EXERCISE MATERIALS:
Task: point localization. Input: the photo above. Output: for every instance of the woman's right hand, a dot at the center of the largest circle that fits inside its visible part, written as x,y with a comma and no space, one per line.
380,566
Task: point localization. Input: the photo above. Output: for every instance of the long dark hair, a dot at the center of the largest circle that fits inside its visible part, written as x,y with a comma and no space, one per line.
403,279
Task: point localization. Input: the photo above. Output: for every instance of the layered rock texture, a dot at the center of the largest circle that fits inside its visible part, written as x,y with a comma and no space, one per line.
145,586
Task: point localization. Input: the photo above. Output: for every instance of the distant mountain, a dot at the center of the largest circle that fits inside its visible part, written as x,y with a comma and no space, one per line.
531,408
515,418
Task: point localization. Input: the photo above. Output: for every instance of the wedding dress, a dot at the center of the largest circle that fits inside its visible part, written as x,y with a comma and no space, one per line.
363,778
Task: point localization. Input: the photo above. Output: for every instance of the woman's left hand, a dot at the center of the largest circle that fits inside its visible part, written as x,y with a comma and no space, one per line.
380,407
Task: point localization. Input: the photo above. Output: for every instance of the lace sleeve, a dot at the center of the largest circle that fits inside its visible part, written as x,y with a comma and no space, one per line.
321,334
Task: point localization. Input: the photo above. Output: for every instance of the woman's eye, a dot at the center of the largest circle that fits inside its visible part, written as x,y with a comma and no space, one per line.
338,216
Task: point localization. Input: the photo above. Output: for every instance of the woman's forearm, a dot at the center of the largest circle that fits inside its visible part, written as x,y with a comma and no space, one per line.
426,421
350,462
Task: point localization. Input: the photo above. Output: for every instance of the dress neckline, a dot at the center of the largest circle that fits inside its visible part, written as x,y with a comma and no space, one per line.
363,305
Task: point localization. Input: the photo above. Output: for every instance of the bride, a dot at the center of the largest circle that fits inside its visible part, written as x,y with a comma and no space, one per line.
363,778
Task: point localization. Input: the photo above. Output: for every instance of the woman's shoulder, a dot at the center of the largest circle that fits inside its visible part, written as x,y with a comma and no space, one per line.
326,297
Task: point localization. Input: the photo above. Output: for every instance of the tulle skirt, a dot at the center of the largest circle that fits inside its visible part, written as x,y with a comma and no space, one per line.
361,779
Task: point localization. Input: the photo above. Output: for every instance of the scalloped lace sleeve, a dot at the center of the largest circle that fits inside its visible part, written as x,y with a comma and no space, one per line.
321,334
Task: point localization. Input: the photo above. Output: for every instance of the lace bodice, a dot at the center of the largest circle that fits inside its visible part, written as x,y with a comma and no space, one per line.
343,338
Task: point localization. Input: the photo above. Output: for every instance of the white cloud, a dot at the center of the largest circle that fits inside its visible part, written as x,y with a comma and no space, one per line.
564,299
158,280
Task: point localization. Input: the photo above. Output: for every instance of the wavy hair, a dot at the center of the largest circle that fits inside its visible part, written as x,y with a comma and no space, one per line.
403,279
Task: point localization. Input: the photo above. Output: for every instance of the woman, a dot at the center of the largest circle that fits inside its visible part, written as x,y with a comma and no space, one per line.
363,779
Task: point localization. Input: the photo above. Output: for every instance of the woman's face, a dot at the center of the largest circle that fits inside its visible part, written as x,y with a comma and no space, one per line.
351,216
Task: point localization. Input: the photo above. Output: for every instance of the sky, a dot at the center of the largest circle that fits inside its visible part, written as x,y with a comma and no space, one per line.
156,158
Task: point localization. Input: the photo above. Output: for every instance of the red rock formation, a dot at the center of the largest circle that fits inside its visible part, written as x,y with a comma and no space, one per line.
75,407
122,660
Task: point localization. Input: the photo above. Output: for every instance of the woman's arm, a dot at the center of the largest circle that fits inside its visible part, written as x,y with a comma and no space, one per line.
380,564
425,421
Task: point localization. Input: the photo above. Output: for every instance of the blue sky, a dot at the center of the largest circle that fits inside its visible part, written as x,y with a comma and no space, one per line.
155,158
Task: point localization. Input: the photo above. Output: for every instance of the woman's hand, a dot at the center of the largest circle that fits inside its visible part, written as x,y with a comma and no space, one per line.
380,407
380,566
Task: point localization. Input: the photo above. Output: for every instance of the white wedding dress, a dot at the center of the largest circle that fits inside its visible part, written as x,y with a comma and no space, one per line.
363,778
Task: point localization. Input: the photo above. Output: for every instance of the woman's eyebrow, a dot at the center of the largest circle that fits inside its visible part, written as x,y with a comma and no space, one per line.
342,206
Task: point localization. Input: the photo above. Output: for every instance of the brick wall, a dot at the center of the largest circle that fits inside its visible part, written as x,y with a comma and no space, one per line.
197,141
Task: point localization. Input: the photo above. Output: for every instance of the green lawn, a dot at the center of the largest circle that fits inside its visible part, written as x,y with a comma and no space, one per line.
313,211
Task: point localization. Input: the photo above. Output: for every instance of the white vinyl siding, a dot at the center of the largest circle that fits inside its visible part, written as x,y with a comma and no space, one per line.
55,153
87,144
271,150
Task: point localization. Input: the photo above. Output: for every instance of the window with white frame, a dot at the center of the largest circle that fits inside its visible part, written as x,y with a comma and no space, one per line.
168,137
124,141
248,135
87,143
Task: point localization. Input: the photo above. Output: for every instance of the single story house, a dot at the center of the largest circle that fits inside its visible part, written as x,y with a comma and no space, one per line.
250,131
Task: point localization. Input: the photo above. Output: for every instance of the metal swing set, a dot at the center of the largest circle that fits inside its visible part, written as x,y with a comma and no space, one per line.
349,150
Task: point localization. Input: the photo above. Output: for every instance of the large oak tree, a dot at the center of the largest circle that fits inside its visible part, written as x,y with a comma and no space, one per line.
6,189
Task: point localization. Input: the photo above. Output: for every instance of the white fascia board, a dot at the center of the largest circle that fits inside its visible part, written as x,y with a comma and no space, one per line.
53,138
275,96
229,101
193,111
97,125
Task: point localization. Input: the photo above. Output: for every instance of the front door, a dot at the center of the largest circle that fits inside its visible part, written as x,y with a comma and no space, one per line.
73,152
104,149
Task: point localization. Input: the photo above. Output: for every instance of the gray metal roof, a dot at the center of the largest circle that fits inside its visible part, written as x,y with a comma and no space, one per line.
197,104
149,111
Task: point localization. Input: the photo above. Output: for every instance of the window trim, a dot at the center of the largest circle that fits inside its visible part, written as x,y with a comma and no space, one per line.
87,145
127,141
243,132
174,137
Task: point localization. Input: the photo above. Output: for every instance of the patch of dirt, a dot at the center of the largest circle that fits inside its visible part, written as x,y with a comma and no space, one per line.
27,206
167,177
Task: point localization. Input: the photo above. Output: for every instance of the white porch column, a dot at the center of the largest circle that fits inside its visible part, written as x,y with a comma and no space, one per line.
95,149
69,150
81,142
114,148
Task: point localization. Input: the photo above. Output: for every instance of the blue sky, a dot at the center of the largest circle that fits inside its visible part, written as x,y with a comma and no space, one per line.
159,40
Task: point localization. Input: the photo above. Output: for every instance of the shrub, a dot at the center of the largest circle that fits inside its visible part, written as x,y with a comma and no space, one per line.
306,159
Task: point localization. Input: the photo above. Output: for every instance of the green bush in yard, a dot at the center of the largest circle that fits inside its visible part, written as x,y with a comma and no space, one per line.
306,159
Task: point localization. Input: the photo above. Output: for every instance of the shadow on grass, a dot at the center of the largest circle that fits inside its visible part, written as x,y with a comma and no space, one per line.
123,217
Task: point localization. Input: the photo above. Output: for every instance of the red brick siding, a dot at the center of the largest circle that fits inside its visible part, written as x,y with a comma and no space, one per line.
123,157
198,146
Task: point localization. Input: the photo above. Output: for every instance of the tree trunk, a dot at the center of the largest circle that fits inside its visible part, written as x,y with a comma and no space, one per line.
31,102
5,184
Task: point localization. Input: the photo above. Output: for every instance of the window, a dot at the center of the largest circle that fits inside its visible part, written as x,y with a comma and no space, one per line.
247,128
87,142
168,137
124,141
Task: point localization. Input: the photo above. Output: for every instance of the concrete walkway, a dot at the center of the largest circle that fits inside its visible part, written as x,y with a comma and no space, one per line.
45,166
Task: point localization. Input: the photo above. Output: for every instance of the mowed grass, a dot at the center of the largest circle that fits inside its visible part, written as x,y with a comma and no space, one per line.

TASK TO COMPLETE: Restate exactly, and only, the line containing "the window, a" together with all lines after it to the end of the material.

PROBLEM SOLUTION:
Task: point localization. Input: the photo above. Output: for every instance of the window, a dot at the center of the largest circle that fits inside its visible part, written as x,y with a comma and no space, one per line.
247,128
87,142
168,137
124,141
Task: point localization. Input: the photo above. Output: for every instance of the concrete walkway, a dot at the center of the largest circle that fits inside its visible part, written as x,y with a comma and no space, one per line.
45,166
Task: point localization. Input: the photo above. Output: for every instance of the mowed grass, a dot at the center of the largest circle that fits inside its visible part, written as x,y with a comma and no space, one per line.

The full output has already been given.